[[ Given records open ]]

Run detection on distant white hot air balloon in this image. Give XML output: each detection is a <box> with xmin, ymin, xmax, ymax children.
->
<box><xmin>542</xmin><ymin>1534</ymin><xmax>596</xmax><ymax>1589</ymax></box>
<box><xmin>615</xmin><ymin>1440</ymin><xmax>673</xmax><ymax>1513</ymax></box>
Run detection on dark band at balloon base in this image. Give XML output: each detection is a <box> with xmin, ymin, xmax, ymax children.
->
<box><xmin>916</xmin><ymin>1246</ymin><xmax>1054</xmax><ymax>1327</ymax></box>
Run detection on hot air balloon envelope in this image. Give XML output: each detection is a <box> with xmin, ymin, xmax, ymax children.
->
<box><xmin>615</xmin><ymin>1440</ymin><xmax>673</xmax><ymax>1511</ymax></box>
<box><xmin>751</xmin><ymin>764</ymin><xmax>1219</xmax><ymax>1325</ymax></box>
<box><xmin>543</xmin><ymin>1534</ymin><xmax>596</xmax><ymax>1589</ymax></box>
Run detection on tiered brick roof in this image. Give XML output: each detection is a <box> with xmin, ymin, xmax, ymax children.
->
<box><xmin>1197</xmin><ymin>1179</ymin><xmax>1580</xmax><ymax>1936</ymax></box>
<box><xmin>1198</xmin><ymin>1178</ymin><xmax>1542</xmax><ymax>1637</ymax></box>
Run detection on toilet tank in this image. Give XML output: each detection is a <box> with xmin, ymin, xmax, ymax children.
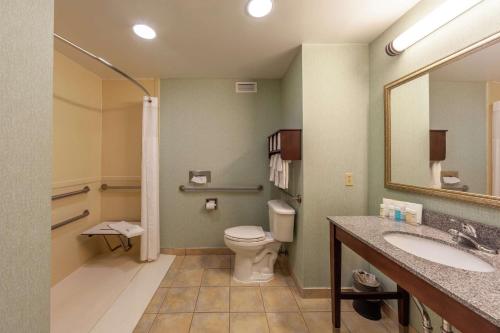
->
<box><xmin>268</xmin><ymin>200</ymin><xmax>295</xmax><ymax>242</ymax></box>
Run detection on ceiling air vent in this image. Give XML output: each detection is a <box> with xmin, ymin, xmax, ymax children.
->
<box><xmin>235</xmin><ymin>82</ymin><xmax>258</xmax><ymax>93</ymax></box>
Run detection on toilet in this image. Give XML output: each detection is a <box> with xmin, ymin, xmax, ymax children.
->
<box><xmin>224</xmin><ymin>200</ymin><xmax>295</xmax><ymax>283</ymax></box>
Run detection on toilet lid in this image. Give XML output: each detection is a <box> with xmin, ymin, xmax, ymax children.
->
<box><xmin>224</xmin><ymin>226</ymin><xmax>266</xmax><ymax>242</ymax></box>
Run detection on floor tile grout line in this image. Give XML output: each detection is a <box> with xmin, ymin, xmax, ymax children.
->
<box><xmin>259</xmin><ymin>286</ymin><xmax>272</xmax><ymax>333</ymax></box>
<box><xmin>188</xmin><ymin>277</ymin><xmax>202</xmax><ymax>332</ymax></box>
<box><xmin>144</xmin><ymin>313</ymin><xmax>158</xmax><ymax>333</ymax></box>
<box><xmin>228</xmin><ymin>282</ymin><xmax>231</xmax><ymax>333</ymax></box>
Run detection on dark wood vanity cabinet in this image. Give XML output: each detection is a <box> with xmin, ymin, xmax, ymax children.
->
<box><xmin>268</xmin><ymin>129</ymin><xmax>302</xmax><ymax>160</ymax></box>
<box><xmin>430</xmin><ymin>130</ymin><xmax>447</xmax><ymax>161</ymax></box>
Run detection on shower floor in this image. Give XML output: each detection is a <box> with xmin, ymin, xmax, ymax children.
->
<box><xmin>50</xmin><ymin>251</ymin><xmax>174</xmax><ymax>333</ymax></box>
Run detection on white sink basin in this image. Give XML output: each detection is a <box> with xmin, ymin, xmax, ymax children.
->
<box><xmin>383</xmin><ymin>232</ymin><xmax>495</xmax><ymax>273</ymax></box>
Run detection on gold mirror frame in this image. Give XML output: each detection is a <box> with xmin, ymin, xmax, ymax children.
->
<box><xmin>384</xmin><ymin>31</ymin><xmax>500</xmax><ymax>208</ymax></box>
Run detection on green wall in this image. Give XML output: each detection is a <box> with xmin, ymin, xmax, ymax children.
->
<box><xmin>280</xmin><ymin>45</ymin><xmax>370</xmax><ymax>288</ymax></box>
<box><xmin>368</xmin><ymin>0</ymin><xmax>500</xmax><ymax>331</ymax></box>
<box><xmin>278</xmin><ymin>49</ymin><xmax>305</xmax><ymax>286</ymax></box>
<box><xmin>0</xmin><ymin>1</ymin><xmax>53</xmax><ymax>332</ymax></box>
<box><xmin>159</xmin><ymin>79</ymin><xmax>281</xmax><ymax>248</ymax></box>
<box><xmin>302</xmin><ymin>44</ymin><xmax>370</xmax><ymax>287</ymax></box>
<box><xmin>391</xmin><ymin>74</ymin><xmax>430</xmax><ymax>187</ymax></box>
<box><xmin>430</xmin><ymin>80</ymin><xmax>487</xmax><ymax>193</ymax></box>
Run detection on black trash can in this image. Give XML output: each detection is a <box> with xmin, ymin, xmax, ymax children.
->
<box><xmin>352</xmin><ymin>270</ymin><xmax>382</xmax><ymax>321</ymax></box>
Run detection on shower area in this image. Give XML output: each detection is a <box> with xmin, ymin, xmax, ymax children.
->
<box><xmin>50</xmin><ymin>36</ymin><xmax>171</xmax><ymax>333</ymax></box>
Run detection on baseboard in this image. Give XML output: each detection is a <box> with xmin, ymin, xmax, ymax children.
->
<box><xmin>160</xmin><ymin>247</ymin><xmax>234</xmax><ymax>256</ymax></box>
<box><xmin>288</xmin><ymin>267</ymin><xmax>332</xmax><ymax>298</ymax></box>
<box><xmin>381</xmin><ymin>301</ymin><xmax>418</xmax><ymax>333</ymax></box>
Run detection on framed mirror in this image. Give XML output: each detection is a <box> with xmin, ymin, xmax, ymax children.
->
<box><xmin>385</xmin><ymin>31</ymin><xmax>500</xmax><ymax>207</ymax></box>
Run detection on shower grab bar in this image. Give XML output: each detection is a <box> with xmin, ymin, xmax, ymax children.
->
<box><xmin>179</xmin><ymin>185</ymin><xmax>263</xmax><ymax>192</ymax></box>
<box><xmin>101</xmin><ymin>184</ymin><xmax>141</xmax><ymax>191</ymax></box>
<box><xmin>51</xmin><ymin>186</ymin><xmax>90</xmax><ymax>201</ymax></box>
<box><xmin>51</xmin><ymin>210</ymin><xmax>90</xmax><ymax>230</ymax></box>
<box><xmin>278</xmin><ymin>188</ymin><xmax>302</xmax><ymax>204</ymax></box>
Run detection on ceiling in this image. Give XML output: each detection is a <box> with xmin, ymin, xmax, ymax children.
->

[[ Given records closed ]]

Copy out the listing above, line by line and exactly, from its first line to the line holding "Run detection on hot", inclusive.

- **Task solution**
Run detection on distant white hot air balloon in this image. Give XML output: each detection is a <box> with xmin, ymin, xmax, ymax children.
->
<box><xmin>542</xmin><ymin>1534</ymin><xmax>596</xmax><ymax>1589</ymax></box>
<box><xmin>615</xmin><ymin>1440</ymin><xmax>673</xmax><ymax>1513</ymax></box>
Run detection on dark band at balloon base in this image. Give XML output: each detection is a <box> with xmin, ymin, xmax, ymax children.
->
<box><xmin>916</xmin><ymin>1246</ymin><xmax>1054</xmax><ymax>1327</ymax></box>
Run detection on hot air balloon envelope in this image. Give XML output: each detection is a <box> with xmin, ymin, xmax, ymax children.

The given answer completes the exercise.